Wiesel and his wife,
Marion, started the
Elie Wiesel Foundation for Humanity in 1986. He served as chairman of the President's Commission on the Holocaust (later renamed the US Holocaust Memorial Council) from 1978 to 1986, spearheading the building of the
United States Holocaust Memorial Museum in Washington, D.C.
Sigmund Strochlitz was his close friend and confidant during these years. The Holocaust Memorial Museum gives the Elie Wiesel Award to "internationally prominent individuals whose actions have advanced the Museum's vision of a world where people confront
hatred, prevent
genocide, and promote human
dignity". The Foundation had invested its endowment in money manager
Bernard L. Madoff's investment
Ponzi scheme, costing the Foundation $15 million and Wiesel and his wife much of their own personal savings.
Support for the Israeli government In 1982, at the request of the Israeli Foreign Ministry, Wiesel agreed to resign from his position as chairman of a
planned international conference on the Holocaust and the
Armenian genocide. Wiesel then worked with the Foreign Ministry in its attempts to get the conference either canceled or to remove all discussion of the Armenian genocide from it, and to those ends he provided the Foreign Ministry with internal documents on the conference's planning and lobbied fellow academics to not attend the conference. Wiesel was a co-founder of the Writers and Artists for Peace in the Middle East, a pro-Israel group. In 1984, he signed a letter protesting German arms sales to
Saudi Arabia.
On the Arab–Israeli conflict Wiesel was critical of
Hamas; he condemned them for the "use of children
as human shields" during the
2014 Gaza War, and ran an ad in several large newspapers to express this message.
The Times refused to run the advertisement, saying, "The opinion being expressed is too strong, and too forcefully made, and will cause concern amongst a significant number of
Times readers." During his lifetime, Wiesel had deflected questions on the topic of the
Israeli settlements, claiming to abstain from commenting on Israel's internal debates. According to Lebanese-American columnist
Hussein Ibish, despite this position, Wiesel had gone on record as supporting the idea of expanding Jewish settlements into the
Palestinian territories conquered by Israel during the
Six-Day War; such settlements are
considered illegal by the international community. Wiesel often emphasized the
Jewish connection to Jerusalem, and criticized the
Obama administration for pressuring Israeli prime minister
Benjamin Netanyahu to halt the construction of settlements in
East Jerusalem, stating that "
......
_Your instructions:_ Retype the Elie Wiesel passage word for word, between "Sigmund Strochlitz was" and "own personal savings.", inclusive. The lines that follow are separate material, unrelated to the Elie Wiesel passage.

_Data listing:_
......
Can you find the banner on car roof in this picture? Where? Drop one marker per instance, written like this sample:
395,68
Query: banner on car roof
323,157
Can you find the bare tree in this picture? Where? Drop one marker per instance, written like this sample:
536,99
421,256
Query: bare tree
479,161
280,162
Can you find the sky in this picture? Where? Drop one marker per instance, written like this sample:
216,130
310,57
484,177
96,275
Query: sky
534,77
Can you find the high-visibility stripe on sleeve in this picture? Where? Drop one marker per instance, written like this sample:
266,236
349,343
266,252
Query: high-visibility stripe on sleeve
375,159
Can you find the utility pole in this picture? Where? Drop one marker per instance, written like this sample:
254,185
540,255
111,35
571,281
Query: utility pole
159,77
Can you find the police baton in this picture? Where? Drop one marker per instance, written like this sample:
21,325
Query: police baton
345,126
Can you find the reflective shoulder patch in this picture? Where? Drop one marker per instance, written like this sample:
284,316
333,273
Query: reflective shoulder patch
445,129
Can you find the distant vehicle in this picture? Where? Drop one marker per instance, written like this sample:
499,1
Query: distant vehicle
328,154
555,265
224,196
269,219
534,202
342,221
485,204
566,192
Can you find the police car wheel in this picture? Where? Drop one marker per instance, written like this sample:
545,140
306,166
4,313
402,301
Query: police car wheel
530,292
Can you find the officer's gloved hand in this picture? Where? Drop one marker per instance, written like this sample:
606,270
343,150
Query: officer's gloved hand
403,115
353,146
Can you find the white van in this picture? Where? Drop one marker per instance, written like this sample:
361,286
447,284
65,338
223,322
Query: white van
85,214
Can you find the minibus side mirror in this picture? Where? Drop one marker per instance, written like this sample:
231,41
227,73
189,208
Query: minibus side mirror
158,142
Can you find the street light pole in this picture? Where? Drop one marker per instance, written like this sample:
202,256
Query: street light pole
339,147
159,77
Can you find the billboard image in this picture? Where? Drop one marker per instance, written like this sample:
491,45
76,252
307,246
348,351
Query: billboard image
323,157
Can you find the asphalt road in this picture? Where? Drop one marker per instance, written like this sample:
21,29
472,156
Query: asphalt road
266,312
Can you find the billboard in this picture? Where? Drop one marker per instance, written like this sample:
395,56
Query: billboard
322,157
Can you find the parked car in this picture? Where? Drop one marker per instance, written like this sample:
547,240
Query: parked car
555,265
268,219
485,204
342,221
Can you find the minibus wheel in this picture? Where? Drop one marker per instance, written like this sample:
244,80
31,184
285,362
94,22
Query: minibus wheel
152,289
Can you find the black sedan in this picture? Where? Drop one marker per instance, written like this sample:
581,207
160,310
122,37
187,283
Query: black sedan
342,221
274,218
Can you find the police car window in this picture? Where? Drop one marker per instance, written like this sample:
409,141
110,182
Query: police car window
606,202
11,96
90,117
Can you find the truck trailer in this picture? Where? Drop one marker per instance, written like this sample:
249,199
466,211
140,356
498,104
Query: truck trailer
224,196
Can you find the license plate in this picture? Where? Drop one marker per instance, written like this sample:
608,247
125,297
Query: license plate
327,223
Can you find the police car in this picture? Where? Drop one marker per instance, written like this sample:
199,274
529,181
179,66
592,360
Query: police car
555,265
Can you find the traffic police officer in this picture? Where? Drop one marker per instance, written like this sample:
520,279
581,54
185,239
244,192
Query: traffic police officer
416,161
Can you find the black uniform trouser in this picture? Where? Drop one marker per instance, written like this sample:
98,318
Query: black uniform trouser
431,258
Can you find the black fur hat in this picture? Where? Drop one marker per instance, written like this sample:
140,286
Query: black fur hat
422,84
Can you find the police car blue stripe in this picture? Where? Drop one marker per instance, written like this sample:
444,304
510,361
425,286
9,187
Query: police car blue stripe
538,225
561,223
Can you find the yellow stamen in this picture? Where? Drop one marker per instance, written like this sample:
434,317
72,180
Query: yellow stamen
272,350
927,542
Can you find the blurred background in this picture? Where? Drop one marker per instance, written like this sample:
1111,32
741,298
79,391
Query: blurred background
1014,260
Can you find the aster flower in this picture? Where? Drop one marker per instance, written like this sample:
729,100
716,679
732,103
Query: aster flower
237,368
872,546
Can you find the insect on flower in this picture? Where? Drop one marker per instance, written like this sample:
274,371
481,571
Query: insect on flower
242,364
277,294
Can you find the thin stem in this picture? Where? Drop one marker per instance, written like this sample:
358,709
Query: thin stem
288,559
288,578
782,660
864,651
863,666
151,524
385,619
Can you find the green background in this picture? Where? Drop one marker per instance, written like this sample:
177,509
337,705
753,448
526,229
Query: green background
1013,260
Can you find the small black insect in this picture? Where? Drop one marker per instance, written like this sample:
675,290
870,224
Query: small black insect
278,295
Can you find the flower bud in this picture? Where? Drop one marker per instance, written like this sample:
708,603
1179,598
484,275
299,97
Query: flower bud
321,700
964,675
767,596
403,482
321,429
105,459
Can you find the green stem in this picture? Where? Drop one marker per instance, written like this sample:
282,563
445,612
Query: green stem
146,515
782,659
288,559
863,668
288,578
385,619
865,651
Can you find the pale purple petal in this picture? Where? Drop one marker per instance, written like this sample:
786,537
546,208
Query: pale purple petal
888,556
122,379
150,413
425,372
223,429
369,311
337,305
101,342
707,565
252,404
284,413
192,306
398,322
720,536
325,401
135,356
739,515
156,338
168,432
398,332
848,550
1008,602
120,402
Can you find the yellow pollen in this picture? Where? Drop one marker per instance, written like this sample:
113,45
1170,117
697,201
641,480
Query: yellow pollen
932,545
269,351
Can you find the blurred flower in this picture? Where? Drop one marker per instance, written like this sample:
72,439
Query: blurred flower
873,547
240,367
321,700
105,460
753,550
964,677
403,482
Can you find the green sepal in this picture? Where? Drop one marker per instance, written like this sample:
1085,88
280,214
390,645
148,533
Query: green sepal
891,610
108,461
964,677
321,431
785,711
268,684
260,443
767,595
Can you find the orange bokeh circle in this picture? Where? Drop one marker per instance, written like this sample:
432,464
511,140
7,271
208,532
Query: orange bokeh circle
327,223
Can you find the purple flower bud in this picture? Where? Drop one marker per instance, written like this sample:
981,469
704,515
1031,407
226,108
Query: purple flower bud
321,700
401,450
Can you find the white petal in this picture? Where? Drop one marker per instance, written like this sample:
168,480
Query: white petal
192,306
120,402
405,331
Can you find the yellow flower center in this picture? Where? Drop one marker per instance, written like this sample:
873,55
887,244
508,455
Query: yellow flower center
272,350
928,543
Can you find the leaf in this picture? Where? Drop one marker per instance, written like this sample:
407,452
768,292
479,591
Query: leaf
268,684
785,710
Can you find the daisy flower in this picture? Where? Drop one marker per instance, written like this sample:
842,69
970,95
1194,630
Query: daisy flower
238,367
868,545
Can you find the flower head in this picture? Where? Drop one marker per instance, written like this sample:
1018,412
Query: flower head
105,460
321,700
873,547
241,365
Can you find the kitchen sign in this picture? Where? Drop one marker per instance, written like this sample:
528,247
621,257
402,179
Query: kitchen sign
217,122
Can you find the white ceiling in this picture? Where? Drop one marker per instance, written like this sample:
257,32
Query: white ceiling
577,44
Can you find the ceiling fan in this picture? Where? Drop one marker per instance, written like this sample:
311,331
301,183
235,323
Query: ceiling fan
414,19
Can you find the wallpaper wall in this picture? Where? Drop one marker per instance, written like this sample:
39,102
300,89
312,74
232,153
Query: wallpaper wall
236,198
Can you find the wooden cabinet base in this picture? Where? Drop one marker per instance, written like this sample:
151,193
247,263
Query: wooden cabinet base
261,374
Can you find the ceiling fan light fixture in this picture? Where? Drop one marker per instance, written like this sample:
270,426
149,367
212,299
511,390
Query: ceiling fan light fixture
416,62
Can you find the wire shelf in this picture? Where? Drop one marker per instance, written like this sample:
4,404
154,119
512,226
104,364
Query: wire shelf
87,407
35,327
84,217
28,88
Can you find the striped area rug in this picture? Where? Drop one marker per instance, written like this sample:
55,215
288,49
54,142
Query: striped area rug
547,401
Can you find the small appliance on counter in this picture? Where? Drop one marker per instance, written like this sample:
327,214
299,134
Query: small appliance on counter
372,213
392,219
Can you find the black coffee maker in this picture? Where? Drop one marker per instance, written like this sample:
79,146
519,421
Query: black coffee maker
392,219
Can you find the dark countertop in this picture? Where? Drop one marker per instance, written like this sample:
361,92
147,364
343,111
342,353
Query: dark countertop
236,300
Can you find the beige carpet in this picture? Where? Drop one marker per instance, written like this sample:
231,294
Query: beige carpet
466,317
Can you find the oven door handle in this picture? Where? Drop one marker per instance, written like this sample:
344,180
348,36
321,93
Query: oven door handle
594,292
......
_Worked solution:_
Sigmund Strochlitz was his close friend and confidant during these years. The Holocaust Memorial Museum gives the Elie Wiesel Award to "internationally prominent individuals whose actions have advanced the Museum's vision of a world where people confront
hatred, prevent
genocide, and promote human
dignity". The Foundation had invested its endowment in money manager
Bernard L. Madoff's investment
Ponzi scheme, costing the Foundation $15 million and Wiesel and his wife much of their own personal savings.